AIM OF THE EXERCISE => Arrange every line of the data below as a JSON list of strings, one string per line, omitting blank lines and excluding the pictures.
## Begin SUPPLIED DATA
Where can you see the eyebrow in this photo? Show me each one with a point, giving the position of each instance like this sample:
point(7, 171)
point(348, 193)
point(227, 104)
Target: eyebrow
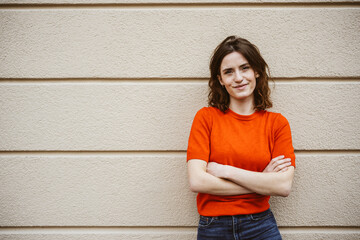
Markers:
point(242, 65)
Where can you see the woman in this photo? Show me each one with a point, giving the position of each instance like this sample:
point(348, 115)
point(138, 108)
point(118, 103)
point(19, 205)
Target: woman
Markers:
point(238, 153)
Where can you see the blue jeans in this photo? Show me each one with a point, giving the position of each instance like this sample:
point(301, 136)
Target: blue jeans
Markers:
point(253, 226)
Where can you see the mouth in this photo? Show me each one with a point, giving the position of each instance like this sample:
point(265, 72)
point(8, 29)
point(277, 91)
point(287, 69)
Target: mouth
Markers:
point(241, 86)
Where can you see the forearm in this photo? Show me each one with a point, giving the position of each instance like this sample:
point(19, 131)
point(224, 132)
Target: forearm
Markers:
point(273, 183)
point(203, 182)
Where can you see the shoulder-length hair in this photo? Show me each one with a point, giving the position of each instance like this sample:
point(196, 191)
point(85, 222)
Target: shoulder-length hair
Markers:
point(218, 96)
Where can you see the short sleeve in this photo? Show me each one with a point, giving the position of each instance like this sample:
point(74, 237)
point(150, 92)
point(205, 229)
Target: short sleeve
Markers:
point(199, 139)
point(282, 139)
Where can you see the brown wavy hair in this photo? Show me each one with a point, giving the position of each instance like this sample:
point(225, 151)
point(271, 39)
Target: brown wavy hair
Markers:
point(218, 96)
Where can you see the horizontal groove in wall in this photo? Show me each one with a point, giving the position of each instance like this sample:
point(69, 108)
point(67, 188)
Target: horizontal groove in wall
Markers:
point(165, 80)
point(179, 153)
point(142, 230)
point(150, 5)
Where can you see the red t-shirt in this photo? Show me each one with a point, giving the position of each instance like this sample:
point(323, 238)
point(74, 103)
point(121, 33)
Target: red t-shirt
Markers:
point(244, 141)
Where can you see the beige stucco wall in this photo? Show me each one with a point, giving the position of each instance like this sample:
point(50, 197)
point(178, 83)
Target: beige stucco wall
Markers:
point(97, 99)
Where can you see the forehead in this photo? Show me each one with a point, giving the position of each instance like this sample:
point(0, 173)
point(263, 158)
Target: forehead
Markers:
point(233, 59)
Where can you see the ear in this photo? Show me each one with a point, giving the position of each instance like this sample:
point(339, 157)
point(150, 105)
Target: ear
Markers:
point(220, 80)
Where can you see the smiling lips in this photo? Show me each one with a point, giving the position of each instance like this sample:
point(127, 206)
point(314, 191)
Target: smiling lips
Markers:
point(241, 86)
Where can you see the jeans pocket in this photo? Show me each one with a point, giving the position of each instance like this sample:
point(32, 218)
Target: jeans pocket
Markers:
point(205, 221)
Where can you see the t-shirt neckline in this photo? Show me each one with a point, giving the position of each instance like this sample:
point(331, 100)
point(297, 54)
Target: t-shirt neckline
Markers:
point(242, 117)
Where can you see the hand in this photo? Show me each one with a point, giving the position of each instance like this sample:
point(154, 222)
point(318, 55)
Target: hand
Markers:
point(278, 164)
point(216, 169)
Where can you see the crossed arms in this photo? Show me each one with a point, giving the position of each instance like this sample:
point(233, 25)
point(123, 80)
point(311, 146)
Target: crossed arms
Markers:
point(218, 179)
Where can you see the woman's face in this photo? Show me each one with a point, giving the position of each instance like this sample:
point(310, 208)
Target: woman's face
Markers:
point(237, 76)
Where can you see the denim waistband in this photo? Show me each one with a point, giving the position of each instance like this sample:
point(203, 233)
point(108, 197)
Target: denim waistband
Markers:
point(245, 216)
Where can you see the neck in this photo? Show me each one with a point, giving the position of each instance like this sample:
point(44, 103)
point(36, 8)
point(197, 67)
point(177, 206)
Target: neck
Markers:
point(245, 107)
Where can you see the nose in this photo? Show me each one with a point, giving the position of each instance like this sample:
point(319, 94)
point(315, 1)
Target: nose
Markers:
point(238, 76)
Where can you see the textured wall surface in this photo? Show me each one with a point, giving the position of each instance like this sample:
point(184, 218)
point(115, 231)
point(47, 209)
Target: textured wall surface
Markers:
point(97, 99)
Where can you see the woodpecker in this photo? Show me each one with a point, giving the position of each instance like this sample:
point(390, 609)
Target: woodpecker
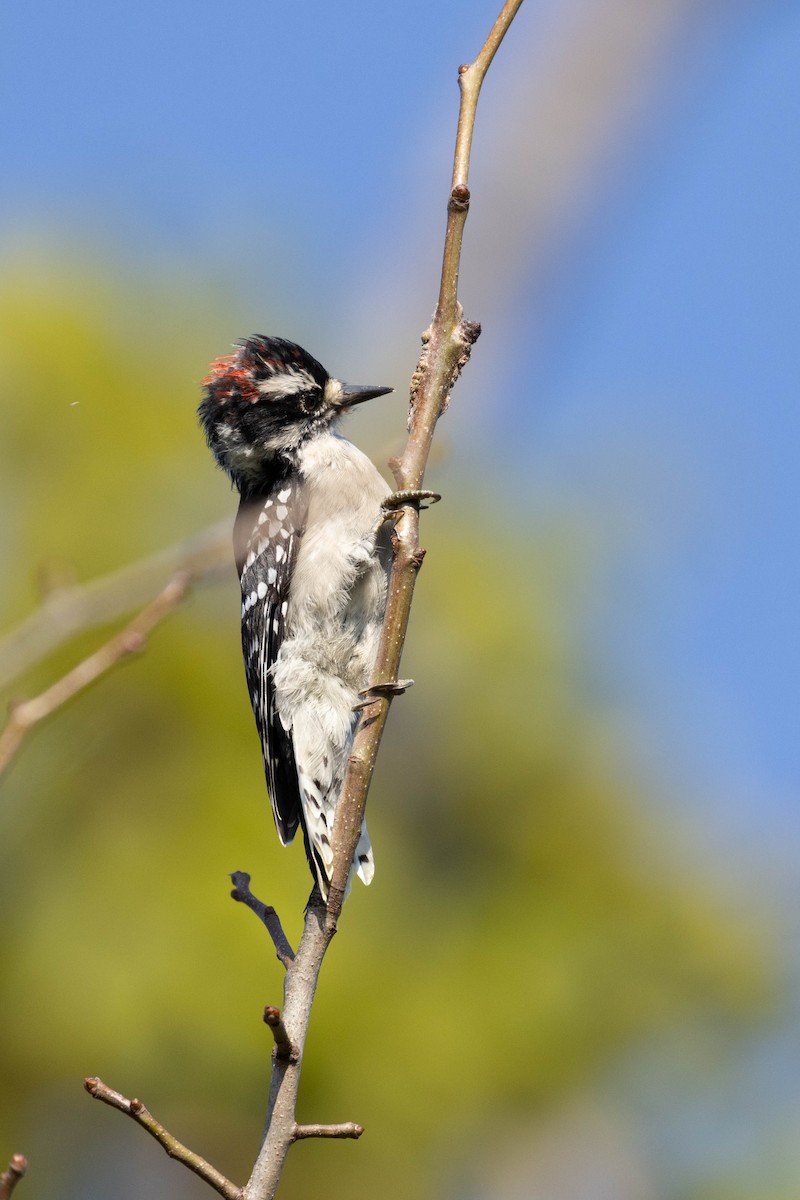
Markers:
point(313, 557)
## End SUPPLIED DATA
FINAL RESULT =>
[
  "Where can you see the eyebrow in this photo? Show me each one with a point, giving the position of each instance like this sample:",
  "point(7, 171)",
  "point(348, 193)",
  "point(227, 104)",
  "Target: eyebrow",
  "Markers:",
  "point(242, 65)",
  "Where can you see the woman in this photo? Show me each one with a point, giving the position of each instance like this sample:",
  "point(348, 115)",
  "point(138, 108)",
  "point(118, 103)",
  "point(19, 205)",
  "Target: woman",
  "Markers:",
  "point(238, 153)",
  "Where can you see the blue jeans in this photo? Show me each one with a point, giving the position of each instance like this sample:",
  "point(301, 136)",
  "Target: blue jeans",
  "Markers:",
  "point(253, 226)",
  "Where can you see the mouth in this photo? Show me each one with a point, giving the position of each instance like this sample:",
  "point(265, 72)",
  "point(8, 29)",
  "point(277, 91)",
  "point(287, 69)",
  "Target: mouth",
  "Markers:",
  "point(241, 86)",
  "Where can you see the forearm in this photo? Show me each one with a point, giving the position of each instance like this sample:",
  "point(19, 131)",
  "point(224, 132)",
  "Target: forearm",
  "Markers:",
  "point(273, 183)",
  "point(203, 182)",
  "Where can you see the shoulder-length hair in this photo? Show me each one with a point, giving the position of each instance like this sample:",
  "point(196, 191)",
  "point(85, 222)",
  "Target: shoulder-length hair",
  "Markers:",
  "point(218, 96)",
  "Where can you see the short sleeve in this photo? Show me each one with a point, giving the position of each instance like this sample:",
  "point(74, 237)",
  "point(150, 92)",
  "point(205, 229)",
  "Target: short sleeve",
  "Markers:",
  "point(199, 139)",
  "point(282, 139)",
  "Where can you see the brown wavy hair in this photo? Show me each one with a point, giving the position of each instance like this sample:",
  "point(225, 151)",
  "point(271, 39)",
  "Target: brown wavy hair",
  "Markers:",
  "point(218, 96)",
  "Where can you see the horizontal groove in wall in this photo? Show me each one with a point, giving the position of each instance like this sample:",
  "point(69, 108)",
  "point(67, 188)",
  "Target: horizontal groove in wall",
  "Markers:",
  "point(165, 80)",
  "point(179, 153)",
  "point(142, 230)",
  "point(150, 5)",
  "Where can you see the red t-shirt in this photo? Show me each one with a point, giving the position of each instance like this sample:",
  "point(323, 238)",
  "point(74, 103)",
  "point(121, 33)",
  "Target: red t-shirt",
  "Markers:",
  "point(244, 141)",
  "Where can you see the beige stucco wall in this photo? Show me each one with a point, giving the position of each instance like this sample:",
  "point(50, 197)",
  "point(178, 83)",
  "Target: beige stucco wall",
  "Markers:",
  "point(97, 99)",
  "Where can you see the forehead in this photo? Show me each one with a point, giving the position of each instance like this sample:",
  "point(0, 173)",
  "point(263, 158)",
  "Target: forehead",
  "Markers:",
  "point(233, 59)",
  "Where can you see the ear in this photo? Show me each one with a point, giving the position of each instance like this sample:",
  "point(339, 157)",
  "point(150, 105)",
  "Target: ear",
  "Markers:",
  "point(220, 80)",
  "Where can you see the smiling lips in this photo? Show me each one with a point, giving the position of each instance like this sample:",
  "point(127, 206)",
  "point(314, 191)",
  "Target: smiling lips",
  "Markers:",
  "point(241, 86)",
  "Where can you see the jeans pocket in this photo? Show me each one with a point, giving the position of each instance like this sample:",
  "point(32, 218)",
  "Target: jeans pocket",
  "Markers:",
  "point(205, 221)",
  "Where can you see the t-shirt neckline in this photo? Show me each one with a point, giving the position of each instance like this sample:",
  "point(331, 100)",
  "point(297, 54)",
  "Target: t-shirt neckline",
  "Markers:",
  "point(242, 117)",
  "Where can you see the hand in this photo? Show me each one with a point, giving the position of each instance like this sample:",
  "point(154, 222)",
  "point(318, 55)",
  "Target: hand",
  "Markers:",
  "point(278, 164)",
  "point(216, 169)",
  "Where can you see the crossed arms in this photo? Show me each one with a point, giving the position of each instance like this sample:",
  "point(233, 25)",
  "point(123, 80)",
  "point(311, 146)",
  "Target: crossed arms",
  "Markers:",
  "point(218, 179)",
  "Where can you see the woman's face in this photo? Show me each one with a point, giving the position of each instance like this sample:",
  "point(310, 208)",
  "Target: woman's face",
  "Markers:",
  "point(237, 76)",
  "Where can you see the denim waistband in this photo? Show me each one with a point, giving the position of each instance like this sample:",
  "point(203, 233)",
  "point(108, 197)",
  "Target: denim waistband",
  "Markers:",
  "point(245, 216)",
  "Where can you see the neck in this photo? Show me each one with a point, giving the position of each instance like this sample:",
  "point(44, 103)",
  "point(36, 8)",
  "point(197, 67)",
  "point(177, 206)",
  "Target: neck",
  "Markers:",
  "point(245, 107)",
  "Where can you see the nose in this photo? Show me each one with a point, giving the position of each instance like this sample:",
  "point(319, 94)",
  "point(315, 1)",
  "Target: nose",
  "Markers:",
  "point(238, 76)",
  "Where can you see the textured wall surface in this photo? Show me each one with a point, giving the position of each instance like this sample:",
  "point(184, 218)",
  "point(115, 231)",
  "point(47, 209)",
  "Target: textured wall surface",
  "Markers:",
  "point(97, 99)",
  "Where can you see the woodpecker in this photo? Show me each one with a point, giving the position of each instance like this sample:",
  "point(390, 609)",
  "Target: woodpecker",
  "Markers:",
  "point(313, 557)"
]